» **Постановка задачи 1**:
Ответьте, пожалуйста, на вопросы по тексту о маршале Егорове:
(а) По какому избирательному округу Егорова выдвинули кандидатом в депутаты Верховного Совета СССР?
(б) Какую должность занимал А.В. Хрулев?
(в) Кто, согласно тексту, первым написал донос на Егорова?
» **Постановка задачи 2**:
Продолжите текст о маршале Егорове, начав сразу после последней приведённой строки.

Александра Ильича в октябре 37-го выдвинули кандидатом в депутаты Верховного Совета СССР по Вяземскому избирательному округу. Решив, что теперь-то бояться нечего, Егоров поделился наболевшим с давними друзьями из Первой Конной — заместителем наркома обороны по кадрам Е.А. Щаденко и начальником финансово-планового управления РККА А.В. Хрулевым. Эта откровенность оказалась для маршала роковой. Уже в декабре 37-го, вскоре после того как Егоров стал депутатом Верховного Совета и формально обрел депутатскую неприкосновенность, на стол Ворошилова легли доносы Ефима Афанасьевича и Андрея Васильевича. Два друга согласно утверждали, что Егоров во время товарищеского ужина (отмечали назначение Щаденко заместителем наркома обороны, последовавшее в конце ноября) высказал недовольство тем, что историю Гражданской войны освещают неправильно, его, Егорова, роль умаляют, а роль Сталина и Ворошилова «незаслуженно возвеличивают». Видно, выпили в тот вечер военачальники лишнего, потерял Александр Ильич бдительность, расчувствовался, вот и результат. Время после дела Тухачевского и начала массовых арестов в армии было тревожное. Щаденко и Хрулев могли с перепугу подумать, что Егоров вообще их провоцирует. И решили, что сообщить Ворошилову об «идеологически невыдержанном» разговоре в любом случае просто необходимо. Их доносы оказались решающими в судьбе маршала. Но, справедливости ради, надо признать, что эти доносы не были первыми доносами на Егорова. Сомнительный приоритет здесь принадлежит комбригу Яну Матисовичу Жигуру, преподавателю Академии Генштаба. 9 ноября 1937 года он написал:
«В ЦК ВКП(б), тов. Сталину.

» **Извлечённые данные**:
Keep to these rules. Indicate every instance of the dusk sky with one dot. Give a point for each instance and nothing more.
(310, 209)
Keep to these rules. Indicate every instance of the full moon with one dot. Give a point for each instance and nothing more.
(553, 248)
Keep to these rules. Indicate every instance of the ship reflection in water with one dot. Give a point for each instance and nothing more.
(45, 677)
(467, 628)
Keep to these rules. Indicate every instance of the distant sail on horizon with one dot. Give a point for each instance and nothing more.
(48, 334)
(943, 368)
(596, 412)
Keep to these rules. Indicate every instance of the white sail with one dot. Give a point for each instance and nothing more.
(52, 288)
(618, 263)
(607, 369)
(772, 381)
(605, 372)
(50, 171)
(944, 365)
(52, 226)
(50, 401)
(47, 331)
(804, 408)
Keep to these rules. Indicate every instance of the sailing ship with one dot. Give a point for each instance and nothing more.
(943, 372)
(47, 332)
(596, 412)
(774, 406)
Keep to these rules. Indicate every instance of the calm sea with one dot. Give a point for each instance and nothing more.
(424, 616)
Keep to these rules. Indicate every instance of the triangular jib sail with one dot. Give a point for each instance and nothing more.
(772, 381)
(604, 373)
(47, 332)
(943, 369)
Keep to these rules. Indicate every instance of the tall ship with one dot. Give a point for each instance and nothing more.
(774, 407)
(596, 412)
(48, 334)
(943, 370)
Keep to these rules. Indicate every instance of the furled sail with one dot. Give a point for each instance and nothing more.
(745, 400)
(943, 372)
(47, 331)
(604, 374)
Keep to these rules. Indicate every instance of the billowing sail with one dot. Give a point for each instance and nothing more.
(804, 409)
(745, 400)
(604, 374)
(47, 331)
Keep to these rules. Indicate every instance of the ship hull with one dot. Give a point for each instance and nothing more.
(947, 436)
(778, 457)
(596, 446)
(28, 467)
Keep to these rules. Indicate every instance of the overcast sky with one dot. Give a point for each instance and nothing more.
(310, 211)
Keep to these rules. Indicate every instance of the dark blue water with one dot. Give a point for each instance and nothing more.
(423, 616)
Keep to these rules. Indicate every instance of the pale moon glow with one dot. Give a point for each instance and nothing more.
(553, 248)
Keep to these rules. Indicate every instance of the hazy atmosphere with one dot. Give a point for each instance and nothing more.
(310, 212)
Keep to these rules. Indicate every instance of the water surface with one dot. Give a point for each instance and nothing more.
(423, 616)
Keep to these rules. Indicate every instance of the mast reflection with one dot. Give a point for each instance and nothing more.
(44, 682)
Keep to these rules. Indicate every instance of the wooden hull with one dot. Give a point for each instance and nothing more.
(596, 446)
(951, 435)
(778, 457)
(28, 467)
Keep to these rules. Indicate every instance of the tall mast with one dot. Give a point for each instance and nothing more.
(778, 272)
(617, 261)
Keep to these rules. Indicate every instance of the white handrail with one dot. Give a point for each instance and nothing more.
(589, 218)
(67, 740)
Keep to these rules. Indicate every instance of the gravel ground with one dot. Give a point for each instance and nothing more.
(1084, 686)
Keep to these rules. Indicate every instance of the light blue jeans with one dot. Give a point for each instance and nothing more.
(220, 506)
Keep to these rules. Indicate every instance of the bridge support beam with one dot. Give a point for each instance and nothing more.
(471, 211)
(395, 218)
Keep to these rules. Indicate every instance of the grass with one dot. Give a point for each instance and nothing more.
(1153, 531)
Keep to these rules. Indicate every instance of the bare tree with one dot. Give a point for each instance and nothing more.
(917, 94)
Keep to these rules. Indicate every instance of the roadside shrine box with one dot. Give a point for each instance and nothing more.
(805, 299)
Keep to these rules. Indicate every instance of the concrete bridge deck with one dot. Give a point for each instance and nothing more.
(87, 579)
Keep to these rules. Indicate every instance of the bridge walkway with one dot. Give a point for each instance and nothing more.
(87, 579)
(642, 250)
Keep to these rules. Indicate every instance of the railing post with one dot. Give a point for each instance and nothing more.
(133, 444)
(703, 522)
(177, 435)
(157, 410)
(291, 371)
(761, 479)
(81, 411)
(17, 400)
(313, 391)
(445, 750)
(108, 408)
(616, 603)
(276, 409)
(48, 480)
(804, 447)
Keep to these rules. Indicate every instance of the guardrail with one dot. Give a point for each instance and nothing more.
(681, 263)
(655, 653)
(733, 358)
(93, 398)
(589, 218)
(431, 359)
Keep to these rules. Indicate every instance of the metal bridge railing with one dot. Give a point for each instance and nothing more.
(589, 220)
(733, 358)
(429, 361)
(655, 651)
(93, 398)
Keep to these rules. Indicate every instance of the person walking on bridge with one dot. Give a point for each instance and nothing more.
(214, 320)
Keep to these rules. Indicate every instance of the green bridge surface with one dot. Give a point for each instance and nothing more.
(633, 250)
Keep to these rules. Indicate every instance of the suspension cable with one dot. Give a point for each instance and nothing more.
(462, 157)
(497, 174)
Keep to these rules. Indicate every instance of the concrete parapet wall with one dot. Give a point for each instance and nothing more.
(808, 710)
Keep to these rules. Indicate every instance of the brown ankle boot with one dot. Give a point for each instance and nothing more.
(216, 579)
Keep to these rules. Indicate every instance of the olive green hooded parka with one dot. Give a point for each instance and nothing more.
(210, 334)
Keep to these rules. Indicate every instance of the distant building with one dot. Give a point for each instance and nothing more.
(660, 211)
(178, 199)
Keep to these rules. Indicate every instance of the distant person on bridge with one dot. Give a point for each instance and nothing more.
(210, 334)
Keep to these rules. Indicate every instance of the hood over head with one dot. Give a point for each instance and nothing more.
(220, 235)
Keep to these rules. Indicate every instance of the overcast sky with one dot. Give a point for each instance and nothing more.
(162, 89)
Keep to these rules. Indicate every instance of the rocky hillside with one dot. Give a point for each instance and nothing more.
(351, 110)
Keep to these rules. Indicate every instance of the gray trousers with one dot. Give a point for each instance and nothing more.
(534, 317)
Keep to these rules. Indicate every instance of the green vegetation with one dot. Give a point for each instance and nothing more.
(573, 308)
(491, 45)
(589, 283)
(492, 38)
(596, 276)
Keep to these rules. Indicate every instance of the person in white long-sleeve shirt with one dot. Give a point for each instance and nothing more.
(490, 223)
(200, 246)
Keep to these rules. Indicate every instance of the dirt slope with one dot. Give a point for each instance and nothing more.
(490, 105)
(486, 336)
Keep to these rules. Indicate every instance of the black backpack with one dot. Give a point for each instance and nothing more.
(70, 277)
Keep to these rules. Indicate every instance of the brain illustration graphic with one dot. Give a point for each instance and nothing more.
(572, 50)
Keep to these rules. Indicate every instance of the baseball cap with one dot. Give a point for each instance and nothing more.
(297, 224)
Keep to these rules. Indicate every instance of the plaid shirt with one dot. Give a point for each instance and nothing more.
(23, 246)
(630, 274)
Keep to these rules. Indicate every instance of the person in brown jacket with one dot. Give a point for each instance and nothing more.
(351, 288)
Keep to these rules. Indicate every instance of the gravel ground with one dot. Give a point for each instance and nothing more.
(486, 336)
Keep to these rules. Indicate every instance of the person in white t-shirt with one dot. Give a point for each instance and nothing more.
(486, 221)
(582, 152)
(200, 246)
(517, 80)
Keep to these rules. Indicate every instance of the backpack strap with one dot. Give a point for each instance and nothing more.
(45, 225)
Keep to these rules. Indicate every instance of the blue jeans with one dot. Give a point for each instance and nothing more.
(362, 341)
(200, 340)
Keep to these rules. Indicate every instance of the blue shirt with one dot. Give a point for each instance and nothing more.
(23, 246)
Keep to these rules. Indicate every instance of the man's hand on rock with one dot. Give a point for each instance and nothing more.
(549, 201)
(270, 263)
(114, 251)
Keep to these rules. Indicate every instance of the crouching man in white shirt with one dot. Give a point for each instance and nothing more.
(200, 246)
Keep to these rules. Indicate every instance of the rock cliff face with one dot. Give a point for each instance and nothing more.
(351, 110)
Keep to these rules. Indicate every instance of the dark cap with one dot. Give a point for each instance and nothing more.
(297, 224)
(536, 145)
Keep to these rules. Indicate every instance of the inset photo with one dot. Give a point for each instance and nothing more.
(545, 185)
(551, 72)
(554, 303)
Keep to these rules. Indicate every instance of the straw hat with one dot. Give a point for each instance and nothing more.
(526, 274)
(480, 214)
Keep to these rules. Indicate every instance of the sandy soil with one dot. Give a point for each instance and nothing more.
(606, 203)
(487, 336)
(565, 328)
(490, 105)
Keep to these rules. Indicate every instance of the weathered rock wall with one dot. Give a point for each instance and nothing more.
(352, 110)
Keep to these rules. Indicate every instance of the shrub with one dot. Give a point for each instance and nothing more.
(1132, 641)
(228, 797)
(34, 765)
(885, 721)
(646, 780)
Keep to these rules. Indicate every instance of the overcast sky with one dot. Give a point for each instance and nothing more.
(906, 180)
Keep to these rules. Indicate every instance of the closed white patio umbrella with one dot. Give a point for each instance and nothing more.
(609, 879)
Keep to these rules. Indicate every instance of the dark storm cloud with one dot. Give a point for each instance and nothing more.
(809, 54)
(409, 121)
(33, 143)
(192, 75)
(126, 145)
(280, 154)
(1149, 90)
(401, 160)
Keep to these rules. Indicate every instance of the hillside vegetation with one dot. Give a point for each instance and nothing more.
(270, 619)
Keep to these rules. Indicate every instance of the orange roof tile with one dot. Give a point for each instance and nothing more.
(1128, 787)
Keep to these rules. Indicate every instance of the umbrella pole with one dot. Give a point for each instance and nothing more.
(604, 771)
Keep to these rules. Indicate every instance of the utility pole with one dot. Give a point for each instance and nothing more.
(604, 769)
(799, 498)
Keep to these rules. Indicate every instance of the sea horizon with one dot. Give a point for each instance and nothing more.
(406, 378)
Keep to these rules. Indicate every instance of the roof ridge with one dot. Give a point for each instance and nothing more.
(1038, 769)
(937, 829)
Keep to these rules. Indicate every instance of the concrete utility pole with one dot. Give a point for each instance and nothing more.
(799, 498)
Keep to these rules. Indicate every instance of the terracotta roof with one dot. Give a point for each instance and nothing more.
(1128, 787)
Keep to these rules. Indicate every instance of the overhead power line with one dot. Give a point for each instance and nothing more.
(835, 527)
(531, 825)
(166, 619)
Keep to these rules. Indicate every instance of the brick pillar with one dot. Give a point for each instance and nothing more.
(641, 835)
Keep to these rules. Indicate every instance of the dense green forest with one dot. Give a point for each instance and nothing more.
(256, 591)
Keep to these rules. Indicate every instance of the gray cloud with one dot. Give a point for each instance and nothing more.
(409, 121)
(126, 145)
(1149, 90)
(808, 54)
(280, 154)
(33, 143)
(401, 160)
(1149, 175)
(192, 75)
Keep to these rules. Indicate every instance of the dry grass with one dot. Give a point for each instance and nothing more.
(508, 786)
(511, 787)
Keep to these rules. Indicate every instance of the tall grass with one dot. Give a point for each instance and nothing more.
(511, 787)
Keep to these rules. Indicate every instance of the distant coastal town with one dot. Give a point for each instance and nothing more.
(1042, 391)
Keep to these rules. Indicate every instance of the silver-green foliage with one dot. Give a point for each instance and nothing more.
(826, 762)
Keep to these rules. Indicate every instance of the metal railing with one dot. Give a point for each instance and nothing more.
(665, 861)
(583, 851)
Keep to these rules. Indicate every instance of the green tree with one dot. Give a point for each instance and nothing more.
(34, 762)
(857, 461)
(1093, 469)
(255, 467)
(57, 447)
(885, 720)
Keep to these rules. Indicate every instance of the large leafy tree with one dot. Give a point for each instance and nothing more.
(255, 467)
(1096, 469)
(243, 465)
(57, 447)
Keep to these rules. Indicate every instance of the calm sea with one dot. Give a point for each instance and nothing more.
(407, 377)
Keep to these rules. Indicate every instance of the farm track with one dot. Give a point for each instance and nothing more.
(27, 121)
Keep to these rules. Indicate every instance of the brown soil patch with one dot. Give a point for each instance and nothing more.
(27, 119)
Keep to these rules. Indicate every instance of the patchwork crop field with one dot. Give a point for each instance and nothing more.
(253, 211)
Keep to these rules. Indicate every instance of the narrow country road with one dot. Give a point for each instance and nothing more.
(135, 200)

» **Ответ 1**:
(а) По Вяземскому избирательному округу.
(б) Начальник финансово-планового управления РККА.
(в) Комбриг Ян Матисович Жигур, преподаватель Академии Генштаба.

» **Ответ 2**:
Целый ряд важнейших вопросов организации РККА и оперативно-стратегического использования наших Вооруженных Сил, по моему убеждению, решен ошибочно, а возможно, и вредительски. Это в первый период войны может повлечь за собой крупные неудачи и многочисленные лишние жертвы.
Я прошу, тов. Сталин, проверить деятельность маршала Егорова в бытность его начальником Генерального штаба РККА, так как он фактически несет ответственность за ошибки, допущенные в области подготовки оперативно-стратегического использования наших Вооруженных Сил и их организационной структуры.
Я политического прошлого и настоящего тов. Егорова не знаю, но его практическая деятельность, как начальника Генерального штаба, вызывает сомнения.
Член ВКП(б) с 1912 года Я. Жигур».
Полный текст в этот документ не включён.